Study questions:
(A) Translate this sentence from the article on Finland and the land mine treaty into French: "The Ottawa Convention was signed in 1997 and went into force in 1999."
(B) Condense the paragraph of the article on Finland and the land mine treaty that opens with "Finland's Parliament voted overwhelmingly" into a bulleted list that keeps its main facts.
(C) Carry the article on Finland and the land mine treaty forward from its last paragraph.

Excerpt:
◆ ◆ ◆ ◆

Finland Makes New Move to Defend Itself From Russia

Nation votes to exit treaty on land mines, which critics say may put lives at risk
By Newser Editors and Wire Services
Posted Jun 19, 2025 8:49 AM CDT
Finland Votes to Exit Treaty Ending Land Mines
A notice warning of land mines is seen on a tree as a Ukrainian specialized team searches for mines in a field on the outskirts of Kyiv on June 9, 2022.   (AP Photo/Natacha Pisarenko)

Finland's Parliament voted overwhelmingly on Thursday to pull out of a major international treaty on antipersonnel land mines, or APLs, as the Nordic country seeks to boost its defenses against an increasingly assertive Russia next door. Finland, which joined NATO in 2023, shares an 830-mile land border with Russia and says land mines could be used to defend its vast and rugged terrain in the event of an attack, per the AP. Finnish lawmakers voted 157-18 to move forward on a government proposal to leave the Ottawa Convention that seeks to end the use of APLs across the globe.

The Nordics and Baltics have been sounding the alarm on a potential Russian incursion since Russia launched a full-scale invasion of Ukraine in 2022. Analysts say Ukraine is among the countries most affected by land mines and discarded explosives, as a result of Russia's ongoing war. The Ottawa Convention was signed in 1997 and went into force in 1999. Nearly three dozen countries haven't acceded to it, including some key current and past producers and users of land mines such as the United States, China, India, Pakistan, South Korea, and Russia.

◆ ◆ ◆ ◆

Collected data
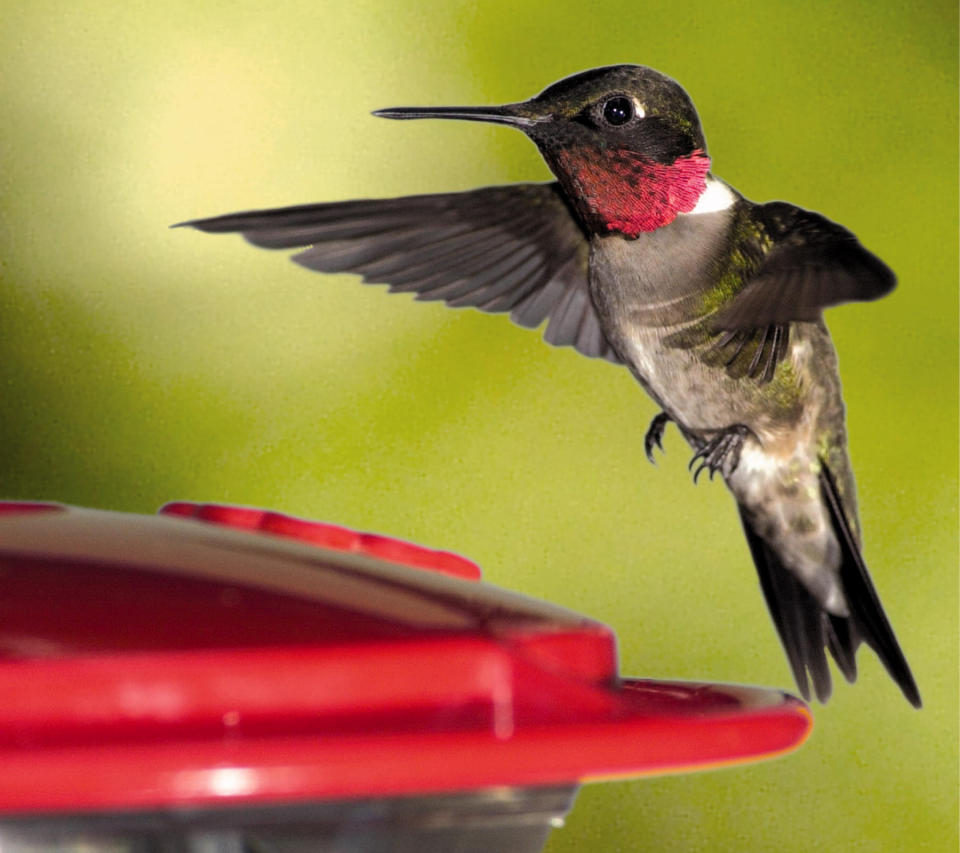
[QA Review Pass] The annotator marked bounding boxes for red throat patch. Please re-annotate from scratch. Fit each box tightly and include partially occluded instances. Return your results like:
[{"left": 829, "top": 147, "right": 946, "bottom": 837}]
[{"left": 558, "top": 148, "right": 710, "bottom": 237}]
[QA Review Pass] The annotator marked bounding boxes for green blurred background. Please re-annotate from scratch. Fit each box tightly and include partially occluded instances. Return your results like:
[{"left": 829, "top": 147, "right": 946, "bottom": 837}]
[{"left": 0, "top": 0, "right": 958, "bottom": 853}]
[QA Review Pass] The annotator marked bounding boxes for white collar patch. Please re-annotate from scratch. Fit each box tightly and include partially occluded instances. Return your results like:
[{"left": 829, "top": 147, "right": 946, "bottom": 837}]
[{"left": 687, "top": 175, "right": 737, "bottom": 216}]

◆ ◆ ◆ ◆

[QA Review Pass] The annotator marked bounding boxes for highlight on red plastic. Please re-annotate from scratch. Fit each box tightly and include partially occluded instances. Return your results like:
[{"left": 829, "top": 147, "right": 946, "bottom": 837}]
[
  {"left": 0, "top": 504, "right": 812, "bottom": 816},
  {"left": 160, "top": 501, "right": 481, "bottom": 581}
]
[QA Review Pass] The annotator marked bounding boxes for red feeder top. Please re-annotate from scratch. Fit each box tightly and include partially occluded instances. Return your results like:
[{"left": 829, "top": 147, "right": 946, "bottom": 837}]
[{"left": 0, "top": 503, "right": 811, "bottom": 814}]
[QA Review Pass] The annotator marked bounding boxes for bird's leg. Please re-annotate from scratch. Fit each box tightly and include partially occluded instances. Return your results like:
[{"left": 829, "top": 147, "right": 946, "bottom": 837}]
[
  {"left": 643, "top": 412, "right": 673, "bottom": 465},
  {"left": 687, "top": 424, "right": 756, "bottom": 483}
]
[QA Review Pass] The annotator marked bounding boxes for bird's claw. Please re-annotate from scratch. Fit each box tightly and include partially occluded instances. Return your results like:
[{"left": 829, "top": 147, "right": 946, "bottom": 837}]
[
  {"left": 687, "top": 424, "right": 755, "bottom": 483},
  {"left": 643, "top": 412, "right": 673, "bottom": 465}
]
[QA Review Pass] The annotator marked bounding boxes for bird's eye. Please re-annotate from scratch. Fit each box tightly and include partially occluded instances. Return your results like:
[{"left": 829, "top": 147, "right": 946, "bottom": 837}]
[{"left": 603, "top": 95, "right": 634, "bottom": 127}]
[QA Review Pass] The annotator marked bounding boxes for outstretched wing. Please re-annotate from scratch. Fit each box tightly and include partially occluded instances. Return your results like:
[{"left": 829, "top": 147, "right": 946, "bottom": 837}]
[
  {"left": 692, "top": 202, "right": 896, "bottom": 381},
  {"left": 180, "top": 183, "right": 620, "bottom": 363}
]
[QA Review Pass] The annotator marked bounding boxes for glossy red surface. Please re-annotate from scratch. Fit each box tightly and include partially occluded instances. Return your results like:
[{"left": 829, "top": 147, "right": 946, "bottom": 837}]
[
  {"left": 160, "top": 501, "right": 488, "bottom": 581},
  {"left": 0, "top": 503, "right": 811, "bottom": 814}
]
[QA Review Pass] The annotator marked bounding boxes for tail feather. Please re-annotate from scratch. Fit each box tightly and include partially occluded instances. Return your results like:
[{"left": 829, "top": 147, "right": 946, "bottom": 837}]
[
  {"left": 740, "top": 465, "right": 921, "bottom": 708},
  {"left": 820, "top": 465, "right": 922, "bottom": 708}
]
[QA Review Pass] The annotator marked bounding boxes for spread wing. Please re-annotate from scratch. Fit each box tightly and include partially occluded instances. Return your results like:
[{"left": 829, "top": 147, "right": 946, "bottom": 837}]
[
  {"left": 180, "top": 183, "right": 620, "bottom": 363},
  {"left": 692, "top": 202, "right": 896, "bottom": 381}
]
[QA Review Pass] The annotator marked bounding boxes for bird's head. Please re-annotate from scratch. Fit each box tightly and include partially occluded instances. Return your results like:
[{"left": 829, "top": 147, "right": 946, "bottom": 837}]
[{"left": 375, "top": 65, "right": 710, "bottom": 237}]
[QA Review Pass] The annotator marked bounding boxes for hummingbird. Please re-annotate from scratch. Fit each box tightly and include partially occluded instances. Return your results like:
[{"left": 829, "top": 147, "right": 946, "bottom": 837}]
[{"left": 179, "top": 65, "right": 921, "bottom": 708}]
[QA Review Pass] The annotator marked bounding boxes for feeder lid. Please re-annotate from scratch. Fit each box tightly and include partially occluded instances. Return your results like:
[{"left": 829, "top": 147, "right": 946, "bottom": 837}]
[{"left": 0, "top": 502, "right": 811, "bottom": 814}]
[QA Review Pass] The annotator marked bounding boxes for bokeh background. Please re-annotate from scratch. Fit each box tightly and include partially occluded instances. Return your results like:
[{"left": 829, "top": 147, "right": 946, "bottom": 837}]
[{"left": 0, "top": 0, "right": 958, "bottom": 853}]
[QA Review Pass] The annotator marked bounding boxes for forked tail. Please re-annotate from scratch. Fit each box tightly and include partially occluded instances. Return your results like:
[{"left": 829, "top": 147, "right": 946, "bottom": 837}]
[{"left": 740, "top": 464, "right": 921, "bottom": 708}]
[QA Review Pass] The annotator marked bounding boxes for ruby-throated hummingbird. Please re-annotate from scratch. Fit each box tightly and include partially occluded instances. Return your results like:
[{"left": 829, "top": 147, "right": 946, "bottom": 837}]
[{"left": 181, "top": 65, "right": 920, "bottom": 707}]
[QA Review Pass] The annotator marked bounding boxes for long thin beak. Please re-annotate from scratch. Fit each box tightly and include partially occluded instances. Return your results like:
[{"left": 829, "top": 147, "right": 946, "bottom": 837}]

◆ ◆ ◆ ◆

Answer section:
(A) La Convention d'Ottawa a été signée en 1997 et est entrée en vigueur en 1999.

(B)
- On Thursday, Finland's Parliament voted 157-18 to advance a government proposal to leave the Ottawa Convention, which seeks to end the use of antipersonnel land mines (APLs) worldwide.
- The aim is to strengthen Finland's defenses against an increasingly assertive Russia.
- Finland joined NATO in 2023 and shares an 830-mile land border with Russia.
- Finland says land mines could be used to defend its vast and rugged terrain if it were attacked.

(C)
In a report released last year by Landmine Monitor, the international watchdog said land mines were still actively being used in 2023 and 2024 by Russia, Myanmar, Iran, and North Korea. In the Baltics, lawmakers in Latvia and Lithuania earlier this year voted to exit the treaty. Mirjana Spoljaric Egger, president of the International Committee of the Red Cross, said civilians will pay the price if more countries leave the treaty. "The global consensus that once made antipersonnel mines a symbol of inhumanity is starting to fracture," she said in a news release earlier this week. "This is not just a legal retreat on paper—it risks endangering countless lives and reversing decades of hard-fought humanitarian progress."